| Exercise aim |
Reproduce the whole of the data exactly.

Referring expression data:
+ + + + +

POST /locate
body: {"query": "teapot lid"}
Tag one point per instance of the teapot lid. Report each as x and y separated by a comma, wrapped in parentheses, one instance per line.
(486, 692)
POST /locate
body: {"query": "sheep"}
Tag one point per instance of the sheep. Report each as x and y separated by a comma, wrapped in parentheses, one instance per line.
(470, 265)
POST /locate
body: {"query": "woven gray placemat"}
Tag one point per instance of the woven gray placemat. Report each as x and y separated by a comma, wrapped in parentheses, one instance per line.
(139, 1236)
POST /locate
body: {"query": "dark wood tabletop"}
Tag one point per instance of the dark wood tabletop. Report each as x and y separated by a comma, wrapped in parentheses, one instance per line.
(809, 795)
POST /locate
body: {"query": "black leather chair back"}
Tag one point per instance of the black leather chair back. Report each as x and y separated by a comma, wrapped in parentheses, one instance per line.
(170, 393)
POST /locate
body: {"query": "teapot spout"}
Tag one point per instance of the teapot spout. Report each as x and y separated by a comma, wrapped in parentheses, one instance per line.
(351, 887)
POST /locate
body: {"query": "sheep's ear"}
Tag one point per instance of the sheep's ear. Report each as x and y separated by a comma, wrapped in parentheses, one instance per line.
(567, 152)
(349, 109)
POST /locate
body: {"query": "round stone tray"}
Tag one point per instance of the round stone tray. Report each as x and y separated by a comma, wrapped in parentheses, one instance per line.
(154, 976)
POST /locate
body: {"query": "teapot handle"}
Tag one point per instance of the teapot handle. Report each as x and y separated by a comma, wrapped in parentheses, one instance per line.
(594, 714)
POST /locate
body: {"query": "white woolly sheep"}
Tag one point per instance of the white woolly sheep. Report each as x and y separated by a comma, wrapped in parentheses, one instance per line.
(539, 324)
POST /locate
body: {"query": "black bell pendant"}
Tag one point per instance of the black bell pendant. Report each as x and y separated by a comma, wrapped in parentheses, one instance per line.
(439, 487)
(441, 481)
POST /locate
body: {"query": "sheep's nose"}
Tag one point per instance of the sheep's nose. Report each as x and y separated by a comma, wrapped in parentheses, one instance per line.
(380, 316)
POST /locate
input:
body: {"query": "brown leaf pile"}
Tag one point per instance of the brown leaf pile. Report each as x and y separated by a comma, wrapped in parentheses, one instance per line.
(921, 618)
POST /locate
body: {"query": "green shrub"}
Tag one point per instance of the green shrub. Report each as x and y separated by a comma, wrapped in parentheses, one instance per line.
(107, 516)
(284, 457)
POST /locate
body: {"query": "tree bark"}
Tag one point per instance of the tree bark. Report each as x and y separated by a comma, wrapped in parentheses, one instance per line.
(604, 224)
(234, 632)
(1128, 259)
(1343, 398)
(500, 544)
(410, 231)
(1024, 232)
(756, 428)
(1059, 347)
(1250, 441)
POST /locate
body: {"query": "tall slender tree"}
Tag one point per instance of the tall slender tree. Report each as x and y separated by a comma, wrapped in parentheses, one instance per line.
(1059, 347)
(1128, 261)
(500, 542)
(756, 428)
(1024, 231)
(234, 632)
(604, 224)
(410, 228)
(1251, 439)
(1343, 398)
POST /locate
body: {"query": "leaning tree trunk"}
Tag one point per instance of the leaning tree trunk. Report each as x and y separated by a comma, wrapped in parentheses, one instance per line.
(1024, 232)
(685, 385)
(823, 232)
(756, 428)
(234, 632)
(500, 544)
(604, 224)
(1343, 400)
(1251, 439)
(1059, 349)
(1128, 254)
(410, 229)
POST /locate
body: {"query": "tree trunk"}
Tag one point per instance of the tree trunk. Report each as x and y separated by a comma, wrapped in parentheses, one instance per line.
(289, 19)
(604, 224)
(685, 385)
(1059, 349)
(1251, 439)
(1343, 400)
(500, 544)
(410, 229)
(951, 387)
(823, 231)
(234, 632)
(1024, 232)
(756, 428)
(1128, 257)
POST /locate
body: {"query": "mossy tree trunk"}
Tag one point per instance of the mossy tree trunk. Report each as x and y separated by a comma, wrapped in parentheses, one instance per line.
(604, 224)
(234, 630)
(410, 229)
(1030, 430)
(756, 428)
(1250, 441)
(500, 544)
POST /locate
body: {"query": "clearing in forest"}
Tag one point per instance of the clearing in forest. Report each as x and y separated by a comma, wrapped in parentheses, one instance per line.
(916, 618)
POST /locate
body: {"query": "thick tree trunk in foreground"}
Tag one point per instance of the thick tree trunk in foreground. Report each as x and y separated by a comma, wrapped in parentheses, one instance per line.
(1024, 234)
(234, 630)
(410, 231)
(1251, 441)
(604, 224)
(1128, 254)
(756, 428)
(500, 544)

+ + + + +

| Answer to this exercise |
POST /locate
body: {"query": "teapot lid"}
Tag one point per instance of the teapot lid. Report each as x and y separated by a comma, wrapped in parentheses, one instance per line.
(486, 692)
POST /locate
body: {"query": "sheep"}
Tag one point per instance of the sheep. Report each as x and y separated by a comma, wrapped in parentheses, one instance per line.
(470, 265)
POST /locate
body: {"query": "woven gray placemat"}
Tag one point per instance of the woven gray placemat. Report each as x and y separated by a comma, wrapped in parentheses, one instance per line.
(139, 1236)
POST /locate
body: {"query": "dark wood tabletop"}
Tag one point per instance of the dark wood tabletop. Report each as x and y separated by a comma, wrapped in parentheses, one instance per line.
(809, 795)
POST /locate
body: {"query": "black leather chair back"}
Tag one point per instance of the black leather chair back. Report each as x and y separated by a comma, wrapped in parentheses, one instance per line.
(170, 393)
POST /locate
body: {"query": "teapot spout"}
Tag one point per instance of the teapot spout. Report each as x and y separated by a comma, wrapped in parentheses, one instance per line.
(351, 887)
POST /locate
body: {"query": "sheep's ear"}
Tag one point per instance of the sheep's ear. Report each as x and y separated by a comma, wrapped in parentheses, one instance per line.
(567, 152)
(349, 109)
POST /locate
body: {"query": "round stone tray"}
Tag one point per instance of the round stone tray. Report each as x and y separated by a comma, wrapped in parentheses, one instance per line.
(154, 976)
POST /locate
body: {"query": "teapot handle"}
Tag one point per instance of the teapot handle. Report each as x and y separated by a comma, wrapped in parentheses, one instance per line.
(594, 714)
POST /locate
body: {"query": "white woolly sheep"}
Tag one point per instance of the white woolly sheep. Report each as x and y separated by a comma, wrapped in parentheses, one instance per line.
(539, 324)
POST /locate
body: {"query": "black bell pendant"}
Tag one point per instance of the black bell pendant. Report each as x and y separated by a comma, wrapped in parentheses, one instance per line.
(439, 487)
(441, 481)
POST /locate
body: {"query": "sheep's nose"}
Tag one point per instance of the sheep's nose. Report each as x and y separated by a comma, wrapped in parentheses, one instance per line.
(380, 316)
POST /locate
input:
body: {"query": "brown leaf pile"}
Tag one point per instance of the brown leaf pile. Report each as x and y separated by a comma, wrapped in parentheses, one instance per line.
(921, 618)
POST /locate
body: {"query": "green shrub"}
Tag one point per instance of the green shrub. Report each as x and y separated by a comma, wrapped in parentheses, one instance per line.
(107, 516)
(284, 457)
POST /locate
body: {"query": "tree bark"}
Tag one point per instance of the tree bark. Report each as x and y separated by a comma, wrapped in parentheses, one instance per line.
(604, 224)
(234, 632)
(1128, 259)
(1343, 398)
(500, 544)
(410, 231)
(1024, 232)
(756, 428)
(1059, 347)
(1250, 441)
POST /locate
body: {"query": "tall slender tree"}
Tag one point per instance of the tall slender tree. Report each as x and y separated by a comma, wrapped in parentheses, one instance per line.
(1059, 347)
(1128, 261)
(500, 542)
(756, 428)
(1024, 231)
(234, 632)
(604, 224)
(410, 228)
(1251, 439)
(1343, 398)
POST /locate
body: {"query": "leaning tree trunk"}
Tag one point per instance of the leaning tree trunk. Report each as x and y separated by a comma, wrapped in parentheses, one instance per line.
(1024, 232)
(685, 385)
(823, 232)
(756, 428)
(234, 632)
(500, 544)
(604, 224)
(1343, 400)
(1251, 439)
(1059, 349)
(1128, 254)
(410, 229)
POST /locate
body: {"query": "tree trunk"}
Tag one point per instance of the tree trunk. Report each as x and y separated by a comma, wrapped in parentheses, one instance per line.
(289, 19)
(604, 224)
(685, 385)
(1059, 349)
(1251, 439)
(1343, 400)
(500, 544)
(410, 229)
(951, 387)
(823, 231)
(234, 632)
(1024, 232)
(756, 428)
(1128, 257)
POST /locate
body: {"query": "mossy tree trunk"}
Tag one point per instance of the mossy tree trunk. Report each as x and y separated by a comma, wrapped in parentheses, one instance per line.
(604, 224)
(234, 630)
(410, 229)
(1030, 430)
(756, 428)
(1250, 441)
(500, 544)
POST /locate
body: {"query": "clearing in forest"}
Tag one point per instance of the clearing in forest. Report each as x and y separated by a comma, wrapped in parentheses, one instance per line.
(916, 618)
POST /locate
body: {"query": "thick tree trunk in foreground"}
Tag one point per instance of the thick tree trunk in foreground. Report each as x and y separated by a comma, wrapped in parentheses, one instance per line.
(1024, 234)
(234, 630)
(410, 231)
(1251, 441)
(604, 224)
(1128, 254)
(756, 428)
(500, 544)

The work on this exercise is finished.